§ Required work
Answer these questions from the ClusterResourceOverride excerpt, one per line:
(a) What is used to set which placement an override is applied to?
(b) By what alone can a cluster resource be selected?
(c) What is the default Override Type?

ClusterResourceOverride is a feature within Fleet that allows for the modification or override of specific attributes across cluster-wide resources. With ClusterResourceOverride, you can define rules based on cluster labels or other criteria, specifying changes to be applied to various cluster-wide resources such as namespaces, roles, role bindings, or custom resource definitions. These modifications may include updates to permissions, configurations, or other parameters, ensuring consistent management and enforcement of configurations across your Fleet-managed Kubernetes clusters.

API Components

The ClusterResourceOverride API consists of the following components:

• Placement: This specifies which placement the override is applied to.
• Cluster Resource Selectors: These specify the set of cluster resources selected for overriding.
• Policy: This specifies the policy to be applied to the selected resources.

The following sections discuss these components in depth.

Placement

To configure which placement the override is applied to, you can use the name of ClusterResourcePlacement.

Cluster Resource Selectors

A ClusterResourceOverride object may feature one or more cluster resource selectors, specifying which resources to select to be overridden.

The ClusterResourceSelector object supports the following fields:

• group: The API group of the resource
• version: The API version of the resource
• kind: The kind of the resource
• name: The name of the resource

Note: The resource can only be selected by name.

To add a resource selector, edit the clusterResourceSelectors field in the ClusterResourceOverride spec:

apiVersion: placement.kubernetes-fleet.io/v1alpha1
kind: ClusterResourceOverride
metadata:
  name: example-cro
spec:
  placement:
    name: crp-example
  clusterResourceSelectors:
    - group: rbac.authorization.k8s.io
      kind: ClusterRole
      version: v1
      name: secret-reader

The example in the tutorial will pick the ClusterRole named secret-reader, as shown below, to be overridden.

apiVersion: rbac.authorization.k8s.io/v1
kind: ClusterRole
metadata:
  name: secret-reader
rules:
- apiGroups: [""]
  resources: ["secrets"]
  verbs: ["get", "watch", "list"]

Policy

The Policy is made up of a set of rules (OverrideRules) that specify the changes to be applied to the selected resources on selected clusters.

Each OverrideRule supports the following fields:

• Cluster Selector: This specifies the set of clusters to which the override applies.
• Override Type: This specifies the type of override to be applied. The default type is JSONPatch.
  • JSONPatch: applies the JSON patch to the selected resources using RFC 6902.

§ Available data
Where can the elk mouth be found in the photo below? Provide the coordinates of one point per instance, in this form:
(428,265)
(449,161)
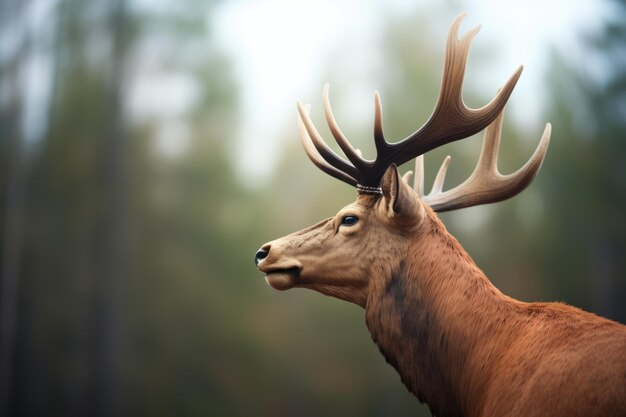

§ Answer to the exercise
(a) The name of the ClusterResourcePlacement.
(b) By name.
(c) JSONPatch.